━━ RECORDS TO USE ━━

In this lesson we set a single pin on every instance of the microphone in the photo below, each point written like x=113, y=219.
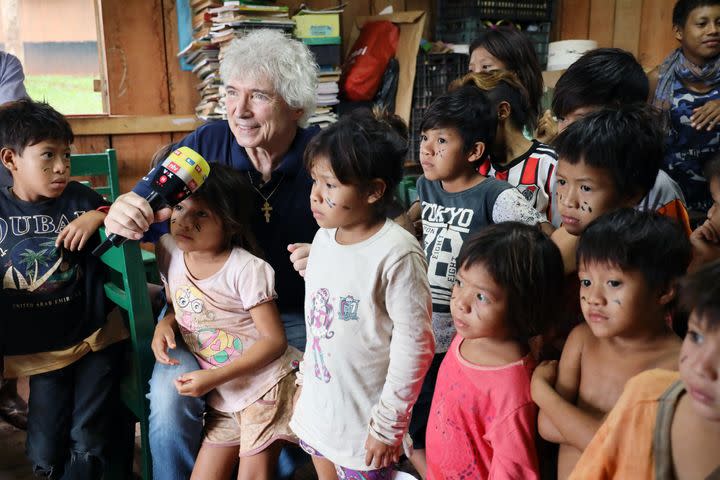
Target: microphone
x=171, y=182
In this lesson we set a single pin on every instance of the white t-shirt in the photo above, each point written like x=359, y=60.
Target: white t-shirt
x=369, y=342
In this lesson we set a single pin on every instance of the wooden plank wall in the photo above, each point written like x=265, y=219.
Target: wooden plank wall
x=642, y=27
x=143, y=76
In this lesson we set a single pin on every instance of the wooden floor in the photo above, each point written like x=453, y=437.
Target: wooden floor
x=15, y=466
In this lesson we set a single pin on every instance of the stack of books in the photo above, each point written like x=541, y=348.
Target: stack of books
x=219, y=24
x=320, y=31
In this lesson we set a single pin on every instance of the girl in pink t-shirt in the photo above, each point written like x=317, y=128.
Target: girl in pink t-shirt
x=482, y=420
x=221, y=302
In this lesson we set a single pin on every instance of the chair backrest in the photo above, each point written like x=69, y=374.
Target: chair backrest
x=127, y=288
x=98, y=165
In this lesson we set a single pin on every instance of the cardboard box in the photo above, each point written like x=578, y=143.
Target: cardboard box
x=318, y=28
x=411, y=27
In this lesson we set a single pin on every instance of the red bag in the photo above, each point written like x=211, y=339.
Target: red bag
x=368, y=59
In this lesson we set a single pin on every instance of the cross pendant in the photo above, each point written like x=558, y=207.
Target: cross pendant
x=266, y=208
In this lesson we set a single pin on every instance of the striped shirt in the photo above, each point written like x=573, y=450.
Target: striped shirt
x=532, y=173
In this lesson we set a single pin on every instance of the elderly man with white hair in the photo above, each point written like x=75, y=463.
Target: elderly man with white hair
x=270, y=82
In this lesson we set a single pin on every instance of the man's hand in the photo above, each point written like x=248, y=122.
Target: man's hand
x=379, y=454
x=76, y=234
x=195, y=384
x=131, y=215
x=164, y=338
x=545, y=375
x=296, y=397
x=299, y=253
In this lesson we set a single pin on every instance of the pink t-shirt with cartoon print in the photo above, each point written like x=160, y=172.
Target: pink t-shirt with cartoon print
x=213, y=315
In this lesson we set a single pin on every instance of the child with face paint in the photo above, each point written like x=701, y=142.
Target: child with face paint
x=629, y=263
x=705, y=239
x=667, y=424
x=482, y=421
x=455, y=200
x=687, y=87
x=367, y=304
x=222, y=305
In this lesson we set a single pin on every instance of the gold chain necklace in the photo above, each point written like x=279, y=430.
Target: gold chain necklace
x=266, y=208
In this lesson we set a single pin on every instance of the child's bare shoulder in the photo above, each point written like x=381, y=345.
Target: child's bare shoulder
x=666, y=353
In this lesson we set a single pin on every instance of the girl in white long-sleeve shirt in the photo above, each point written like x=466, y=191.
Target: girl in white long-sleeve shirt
x=367, y=305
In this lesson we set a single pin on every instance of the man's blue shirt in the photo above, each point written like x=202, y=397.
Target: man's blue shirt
x=288, y=192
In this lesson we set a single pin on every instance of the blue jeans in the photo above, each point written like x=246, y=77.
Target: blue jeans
x=176, y=421
x=70, y=416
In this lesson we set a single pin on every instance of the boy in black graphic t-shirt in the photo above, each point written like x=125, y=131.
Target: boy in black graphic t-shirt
x=54, y=325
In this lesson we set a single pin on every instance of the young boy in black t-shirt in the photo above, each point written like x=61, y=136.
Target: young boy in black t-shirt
x=54, y=324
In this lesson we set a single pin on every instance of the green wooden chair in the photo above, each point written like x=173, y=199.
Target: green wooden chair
x=127, y=288
x=104, y=165
x=98, y=165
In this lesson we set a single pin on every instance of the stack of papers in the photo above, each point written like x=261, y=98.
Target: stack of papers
x=215, y=24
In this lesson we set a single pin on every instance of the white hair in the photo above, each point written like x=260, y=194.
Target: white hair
x=288, y=64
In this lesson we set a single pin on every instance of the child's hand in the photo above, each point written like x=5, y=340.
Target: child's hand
x=544, y=375
x=76, y=234
x=379, y=454
x=296, y=397
x=163, y=338
x=706, y=116
x=547, y=128
x=195, y=384
x=299, y=253
x=706, y=232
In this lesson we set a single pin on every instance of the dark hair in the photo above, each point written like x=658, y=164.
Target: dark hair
x=25, y=122
x=467, y=110
x=363, y=146
x=601, y=77
x=513, y=48
x=700, y=293
x=627, y=141
x=647, y=242
x=500, y=86
x=161, y=154
x=712, y=168
x=527, y=265
x=682, y=9
x=227, y=194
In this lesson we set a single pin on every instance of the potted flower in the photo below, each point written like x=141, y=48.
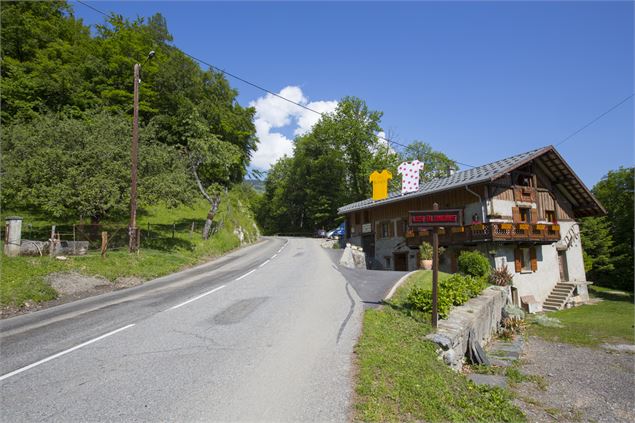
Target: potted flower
x=425, y=254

━━━

## SHORT TASK
Lay out every line of the records above as a two-column Markdown table headed Row and Record line, numbering rows in order and skipping blank lines. Leave the pictures out of the table.

## EXERCISE OUTPUT
| Row | Record line |
|---|---|
| 1 | In this lesson we set a single pin on every instance of the microphone in the photo below, each point written like x=113, y=219. |
| 2 | Target: microphone |
| 3 | x=171, y=182 |
| 4 | In this lesson we set a single pin on every instance of the white t-shirt in the photo above, each point written like x=359, y=60. |
| 5 | Target: white t-shirt |
| 6 | x=369, y=342 |
| 7 | In this lesson we set a single pin on every instance of the wooden plank wall in the photo above, each point written like x=265, y=219. |
| 8 | Target: wooden plank wall |
| 9 | x=642, y=27 |
| 10 | x=143, y=76 |
| 11 | In this lesson we set a single pin on every instance of the wooden floor in the photo above, each point written like x=453, y=437. |
| 12 | Target: wooden floor |
| 13 | x=15, y=466 |
| 14 | In this lesson we set a single pin on every instance of the stack of books in the photo above, each point written like x=541, y=348. |
| 15 | Target: stack of books |
| 16 | x=219, y=24 |
| 17 | x=320, y=31 |
| 18 | In this lesson we set a single pin on every instance of the girl in pink t-shirt in the photo above, each point written like x=317, y=128. |
| 19 | Target: girl in pink t-shirt |
| 20 | x=482, y=420 |
| 21 | x=221, y=302 |
| 22 | In this lesson we set a single pin on every instance of the chair backrest in the photo above, each point written like x=69, y=374. |
| 23 | Target: chair backrest |
| 24 | x=127, y=288 |
| 25 | x=98, y=165 |
| 26 | In this lesson we set a single pin on every instance of the cardboard box in the photo above, each point written like x=578, y=143. |
| 27 | Target: cardboard box |
| 28 | x=318, y=28 |
| 29 | x=411, y=27 |
| 30 | In this lesson we set a single pin on every instance of the red bag in the photo above, each point written like x=211, y=339. |
| 31 | Target: red bag |
| 32 | x=368, y=59 |
| 33 | In this lesson we set a single pin on every instance of the cross pendant in the photo above, each point written like x=558, y=207. |
| 34 | Target: cross pendant |
| 35 | x=266, y=208 |
| 36 | In this lesson we set a single pin on every instance of the striped shirt in the photo above, each point written like x=573, y=450. |
| 37 | Target: striped shirt |
| 38 | x=532, y=173 |
| 39 | In this lesson we set a single pin on every instance of the elderly man with white hair in the photo above, each point written like x=75, y=463. |
| 40 | Target: elderly man with white hair |
| 41 | x=270, y=82 |
| 42 | In this lesson we set a single pin on every instance of the man's hand in the photo above, each point written like x=248, y=122. |
| 43 | Target: man's hand |
| 44 | x=379, y=454 |
| 45 | x=76, y=234 |
| 46 | x=195, y=384 |
| 47 | x=131, y=215 |
| 48 | x=164, y=338 |
| 49 | x=545, y=375 |
| 50 | x=296, y=397 |
| 51 | x=299, y=253 |
| 52 | In this lesson we set a single pin on every instance of the pink t-shirt with cartoon print in the photo above, each point written like x=160, y=172. |
| 53 | Target: pink t-shirt with cartoon print |
| 54 | x=213, y=315 |
| 55 | In this lesson we set a single pin on every instance of the child with face paint in the photo above, each point written like x=701, y=142. |
| 56 | Target: child with face paint |
| 57 | x=629, y=263 |
| 58 | x=705, y=239 |
| 59 | x=667, y=424 |
| 60 | x=482, y=421 |
| 61 | x=455, y=200 |
| 62 | x=687, y=87 |
| 63 | x=367, y=304 |
| 64 | x=222, y=305 |
| 65 | In this lesson we set a single pin on every instance of the gold chain necklace in the photo above, each point written like x=279, y=430. |
| 66 | Target: gold chain necklace |
| 67 | x=266, y=208 |
| 68 | In this lesson we set a single pin on every instance of the child's bare shoulder in the photo above, each point written like x=381, y=345. |
| 69 | Target: child's bare shoulder |
| 70 | x=666, y=353 |
| 71 | In this lesson we set a single pin on every instance of the girl in white long-sleeve shirt in the photo above, each point written like x=466, y=191. |
| 72 | Target: girl in white long-sleeve shirt |
| 73 | x=367, y=305 |
| 74 | In this lesson we set a single pin on every instance of the man's blue shirt in the photo above, each point written like x=202, y=397. |
| 75 | Target: man's blue shirt |
| 76 | x=288, y=192 |
| 77 | In this lesson we set a single pin on every instance of the blue jeans in the photo above, each point written like x=246, y=77. |
| 78 | Target: blue jeans |
| 79 | x=176, y=421 |
| 80 | x=70, y=416 |
| 81 | In this lesson we set a single pin on every instance of the boy in black graphic t-shirt in the photo above, each point written like x=125, y=131. |
| 82 | Target: boy in black graphic t-shirt |
| 83 | x=54, y=325 |
| 84 | In this lesson we set a single pin on every instance of the young boy in black t-shirt in the photo above, each point written like x=61, y=136. |
| 85 | Target: young boy in black t-shirt |
| 86 | x=54, y=324 |
| 87 | In this lesson we set a single pin on every instance of the green wooden chair in the photo above, each point written like x=173, y=199. |
| 88 | Target: green wooden chair |
| 89 | x=127, y=288 |
| 90 | x=104, y=165 |
| 91 | x=98, y=165 |
| 92 | In this lesson we set a single pin on every instance of the stack of papers in the photo above, each point written like x=261, y=98. |
| 93 | Target: stack of papers |
| 94 | x=215, y=24 |
| 95 | In this lesson we set a single pin on every instance of the white hair in the photo above, each point written like x=260, y=194. |
| 96 | Target: white hair |
| 97 | x=288, y=64 |
| 98 | In this lesson we set a single pin on every instance of the child's hand in the photo above, each point written like x=5, y=340. |
| 99 | Target: child's hand |
| 100 | x=544, y=375 |
| 101 | x=76, y=234 |
| 102 | x=379, y=454 |
| 103 | x=296, y=397 |
| 104 | x=163, y=338 |
| 105 | x=706, y=116 |
| 106 | x=547, y=128 |
| 107 | x=195, y=384 |
| 108 | x=299, y=253 |
| 109 | x=706, y=232 |
| 110 | In this lesson we set a single pin on every instance of the dark hair in the photo above, each point written like x=658, y=164. |
| 111 | Target: dark hair |
| 112 | x=25, y=122 |
| 113 | x=467, y=110 |
| 114 | x=363, y=146 |
| 115 | x=601, y=77 |
| 116 | x=513, y=48 |
| 117 | x=700, y=293 |
| 118 | x=627, y=141 |
| 119 | x=647, y=242 |
| 120 | x=500, y=86 |
| 121 | x=161, y=154 |
| 122 | x=712, y=168 |
| 123 | x=527, y=265 |
| 124 | x=682, y=9 |
| 125 | x=227, y=194 |
| 126 | In this lesson we set a single pin on every instance of the potted flower in the photo below, each point written like x=141, y=48. |
| 127 | Target: potted flower |
| 128 | x=425, y=254 |